Written problem: Pick out every line of the records below that contains the word "hair" and copy each of those lines.

Given data:
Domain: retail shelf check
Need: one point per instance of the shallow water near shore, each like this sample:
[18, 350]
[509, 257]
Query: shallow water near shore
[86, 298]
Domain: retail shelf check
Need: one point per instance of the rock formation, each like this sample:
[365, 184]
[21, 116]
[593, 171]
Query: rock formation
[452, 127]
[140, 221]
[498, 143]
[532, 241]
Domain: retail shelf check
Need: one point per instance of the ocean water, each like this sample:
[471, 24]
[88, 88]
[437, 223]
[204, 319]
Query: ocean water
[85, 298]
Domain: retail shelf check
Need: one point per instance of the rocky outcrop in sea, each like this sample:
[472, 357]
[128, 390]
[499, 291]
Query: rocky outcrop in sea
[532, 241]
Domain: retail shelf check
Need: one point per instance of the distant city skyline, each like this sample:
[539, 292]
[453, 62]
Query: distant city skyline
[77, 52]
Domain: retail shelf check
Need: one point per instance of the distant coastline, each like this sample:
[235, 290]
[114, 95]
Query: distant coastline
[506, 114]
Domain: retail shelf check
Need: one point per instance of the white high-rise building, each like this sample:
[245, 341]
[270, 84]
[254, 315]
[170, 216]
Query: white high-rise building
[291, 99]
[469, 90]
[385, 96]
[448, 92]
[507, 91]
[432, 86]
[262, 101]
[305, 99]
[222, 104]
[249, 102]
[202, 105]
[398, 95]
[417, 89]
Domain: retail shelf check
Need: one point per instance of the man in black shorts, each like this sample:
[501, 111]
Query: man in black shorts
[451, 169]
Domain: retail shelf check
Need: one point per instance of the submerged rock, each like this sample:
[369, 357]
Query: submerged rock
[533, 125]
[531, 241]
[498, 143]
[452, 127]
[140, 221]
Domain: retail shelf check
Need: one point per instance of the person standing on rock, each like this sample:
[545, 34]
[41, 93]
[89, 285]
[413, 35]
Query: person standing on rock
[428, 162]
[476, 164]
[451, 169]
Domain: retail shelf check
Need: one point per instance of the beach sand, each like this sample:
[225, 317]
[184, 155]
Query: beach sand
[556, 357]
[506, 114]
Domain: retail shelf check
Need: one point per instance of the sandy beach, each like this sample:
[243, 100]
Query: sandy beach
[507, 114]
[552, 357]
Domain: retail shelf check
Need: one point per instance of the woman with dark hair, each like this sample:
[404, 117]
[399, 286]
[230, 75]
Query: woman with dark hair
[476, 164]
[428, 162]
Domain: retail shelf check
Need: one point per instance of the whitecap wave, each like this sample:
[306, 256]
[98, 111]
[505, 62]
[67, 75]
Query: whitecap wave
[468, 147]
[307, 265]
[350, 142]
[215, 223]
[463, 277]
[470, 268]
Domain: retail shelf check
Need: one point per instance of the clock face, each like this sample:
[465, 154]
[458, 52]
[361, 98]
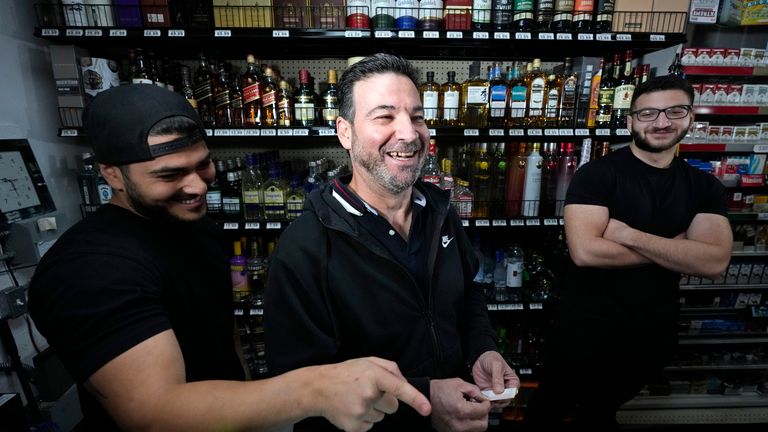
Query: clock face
[16, 188]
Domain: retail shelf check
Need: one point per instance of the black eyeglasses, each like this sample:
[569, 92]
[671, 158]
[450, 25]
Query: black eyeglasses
[672, 113]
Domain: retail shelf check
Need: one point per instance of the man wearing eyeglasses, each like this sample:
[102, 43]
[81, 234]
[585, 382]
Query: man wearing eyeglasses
[635, 220]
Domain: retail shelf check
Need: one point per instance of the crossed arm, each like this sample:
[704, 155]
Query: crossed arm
[596, 240]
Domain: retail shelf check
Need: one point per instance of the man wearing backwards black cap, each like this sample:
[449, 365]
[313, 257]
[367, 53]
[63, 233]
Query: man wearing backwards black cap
[136, 299]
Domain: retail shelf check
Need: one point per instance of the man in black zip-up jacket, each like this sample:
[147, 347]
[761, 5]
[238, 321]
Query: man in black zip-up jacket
[379, 265]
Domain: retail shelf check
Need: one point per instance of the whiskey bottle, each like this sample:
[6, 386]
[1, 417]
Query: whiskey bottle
[450, 100]
[430, 100]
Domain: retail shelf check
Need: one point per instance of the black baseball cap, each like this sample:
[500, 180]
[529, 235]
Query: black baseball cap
[118, 122]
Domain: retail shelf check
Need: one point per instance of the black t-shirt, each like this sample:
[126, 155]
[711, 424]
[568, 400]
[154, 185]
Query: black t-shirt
[116, 279]
[659, 201]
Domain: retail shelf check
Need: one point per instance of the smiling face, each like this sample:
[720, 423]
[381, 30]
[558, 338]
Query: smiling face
[661, 134]
[388, 137]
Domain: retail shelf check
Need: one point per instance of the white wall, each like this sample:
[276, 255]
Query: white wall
[28, 110]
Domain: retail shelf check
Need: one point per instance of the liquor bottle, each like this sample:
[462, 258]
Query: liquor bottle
[304, 101]
[515, 181]
[537, 89]
[252, 183]
[450, 99]
[603, 21]
[566, 166]
[269, 99]
[430, 100]
[251, 85]
[430, 173]
[330, 99]
[204, 92]
[475, 99]
[532, 185]
[522, 18]
[607, 92]
[499, 97]
[518, 98]
[563, 19]
[582, 15]
[481, 14]
[544, 12]
[622, 97]
[430, 14]
[568, 94]
[549, 171]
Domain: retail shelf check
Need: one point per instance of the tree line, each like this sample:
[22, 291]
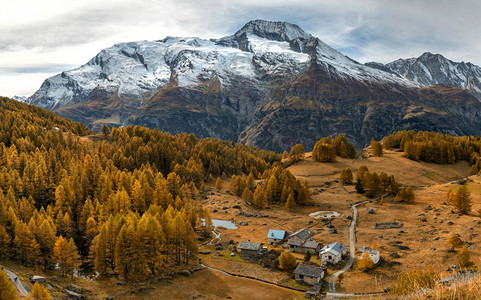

Solution:
Need: one point per instance of the woman with dark hair, each like this sample:
Query: woman with dark hair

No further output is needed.